Oleh : Taufik Abdullah*
Akan
tetapi, sayangnya, sejarah tidaklah semata-mata rentetan peristiwa. Ada
patokan atau kriteria tertentu yang menyebabkan sebuah kejadian
tercatat sebagai peristiwa sejarah, dan dari yang tercatat itu ada pula
yang diperlakukan sebagai sesuatu yang penting. Lebih penting lagi,
peristiwa yang dianggap penting itu kerap kali pula menjadi sasaran
berbagai corak penilaian dan tafsiran. Tingkat significance dari
kejadian yang terpilih untuk “masuk sejarah” itu biasanya dilihat dalam
kaitannya dengan kejadian-kejadian yang terjadi sebelumnya, dan dengan
berbagai kejadian yang kemudian datang menyusul. Jika dianggap penting
maka peristiwa itu pun sering pula dijadikan sebagai batas dari yang
“sebelum” dan yang “sesudah”. Kerap kali juga terjadi bahwa peristiwa
yang dianggap “penting” itu dikenakan penilaian dan tafsiran yang
bertolak dari luar sejarah-entah dari praduga teoretis dan filosofis,
atau ideologis-dan malah juga dari kepentingan politik.
***
PERDEBATAN tentang makna atau significance
peristiwa sejarah adalah hal biasa, karena orang ingin juga mengambil
hikmah dan kearifan dari peristiwa itu. Setidaknya demikianlah halnya
dari sudut anggapan yang mengatakan sejarah sebagai lukisan dari
perilaku masyarakat dan manusia. Tetapi bukan tak mungkin, dengan
pengajuan sebuah peristiwa sejarah orang ingin mendapatkan landasan
legitimasi bagi klaim politik atau, bisa juga, ideologis. Atau,
kebalikannya, peristiwa itu mungkin pula dipakai sebagai pembuktian dari
sesuatu yang ingin diingkari.

## Persyaratan
a: Jawab tiga pertanyaan ini dari teks tentang sejarah di atas:
(i) Kalau sebuah peristiwa dianggap penting, peristiwa itu sering dijadikan apa?
(ii) Menurut teks, kenapa perdebatan tentang makna peristiwa sejarah adalah hal biasa?
(iii) Selain untuk mencari landasan legitimasi, peristiwa sejarah mungkin juga dipakai sebagai apa?
b: Laporkan berapa baris catatan di bawah yang memuat kata "white"; tulis angkanya saja.

## Catatan yang Diberikan

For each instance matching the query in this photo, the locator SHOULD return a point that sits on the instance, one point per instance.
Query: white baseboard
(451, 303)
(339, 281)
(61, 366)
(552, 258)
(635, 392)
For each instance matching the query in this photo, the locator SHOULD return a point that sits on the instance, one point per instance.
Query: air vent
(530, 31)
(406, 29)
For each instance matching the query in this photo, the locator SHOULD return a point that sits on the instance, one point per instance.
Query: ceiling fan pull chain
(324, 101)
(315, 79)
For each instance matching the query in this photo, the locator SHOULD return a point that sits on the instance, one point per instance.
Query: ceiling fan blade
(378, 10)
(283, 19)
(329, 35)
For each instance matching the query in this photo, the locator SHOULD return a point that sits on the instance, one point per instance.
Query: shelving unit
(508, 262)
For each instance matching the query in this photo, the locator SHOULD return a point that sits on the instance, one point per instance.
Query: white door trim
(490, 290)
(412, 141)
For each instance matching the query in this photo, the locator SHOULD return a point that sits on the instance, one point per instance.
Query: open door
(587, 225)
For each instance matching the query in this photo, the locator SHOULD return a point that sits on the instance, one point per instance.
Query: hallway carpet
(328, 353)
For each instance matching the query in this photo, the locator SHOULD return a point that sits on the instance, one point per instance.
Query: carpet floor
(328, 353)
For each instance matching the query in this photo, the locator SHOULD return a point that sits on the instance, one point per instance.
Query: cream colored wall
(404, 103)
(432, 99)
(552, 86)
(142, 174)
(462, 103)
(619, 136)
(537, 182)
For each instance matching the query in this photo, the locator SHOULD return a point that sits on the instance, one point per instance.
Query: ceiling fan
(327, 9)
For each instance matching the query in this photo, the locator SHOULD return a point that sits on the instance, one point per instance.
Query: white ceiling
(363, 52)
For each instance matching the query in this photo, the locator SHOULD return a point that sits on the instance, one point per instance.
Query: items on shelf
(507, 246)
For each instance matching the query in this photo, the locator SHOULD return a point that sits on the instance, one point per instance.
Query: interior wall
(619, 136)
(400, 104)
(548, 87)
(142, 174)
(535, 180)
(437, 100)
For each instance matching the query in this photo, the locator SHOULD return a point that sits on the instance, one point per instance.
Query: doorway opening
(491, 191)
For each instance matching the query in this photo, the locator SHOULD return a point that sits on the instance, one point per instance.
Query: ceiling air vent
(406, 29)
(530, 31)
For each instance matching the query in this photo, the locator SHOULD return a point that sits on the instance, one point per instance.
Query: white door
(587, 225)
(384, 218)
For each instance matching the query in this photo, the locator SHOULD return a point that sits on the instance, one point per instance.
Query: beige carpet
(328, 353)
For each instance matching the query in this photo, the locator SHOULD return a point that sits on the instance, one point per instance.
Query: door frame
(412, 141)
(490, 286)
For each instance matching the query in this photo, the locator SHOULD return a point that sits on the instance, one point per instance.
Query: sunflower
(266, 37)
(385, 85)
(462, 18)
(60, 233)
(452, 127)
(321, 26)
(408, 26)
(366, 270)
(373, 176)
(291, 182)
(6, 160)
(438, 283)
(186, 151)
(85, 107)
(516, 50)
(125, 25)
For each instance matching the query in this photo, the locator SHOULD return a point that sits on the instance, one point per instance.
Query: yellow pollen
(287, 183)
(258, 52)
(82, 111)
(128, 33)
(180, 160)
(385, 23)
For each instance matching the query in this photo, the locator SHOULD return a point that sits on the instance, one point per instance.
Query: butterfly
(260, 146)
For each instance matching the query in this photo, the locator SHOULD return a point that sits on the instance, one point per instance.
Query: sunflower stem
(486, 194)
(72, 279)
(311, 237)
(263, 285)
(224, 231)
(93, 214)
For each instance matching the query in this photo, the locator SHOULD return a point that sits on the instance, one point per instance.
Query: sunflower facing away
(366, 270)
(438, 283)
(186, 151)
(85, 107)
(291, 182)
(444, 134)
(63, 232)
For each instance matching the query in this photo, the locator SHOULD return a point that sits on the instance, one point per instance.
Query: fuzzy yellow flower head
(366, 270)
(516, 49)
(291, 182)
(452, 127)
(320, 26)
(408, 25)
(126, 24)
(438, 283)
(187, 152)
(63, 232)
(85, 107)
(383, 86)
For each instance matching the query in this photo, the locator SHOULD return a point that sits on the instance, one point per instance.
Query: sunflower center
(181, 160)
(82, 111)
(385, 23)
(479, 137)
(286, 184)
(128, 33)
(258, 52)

## Hasil
a:
(i) Batas antara yang "sebelum" dan yang "sesudah".
(ii) Karena orang ingin juga mengambil hikmah dan kearifan dari peristiwa itu.
(iii) Sebagai pembuktian dari sesuatu yang ingin diingkari.

b: 4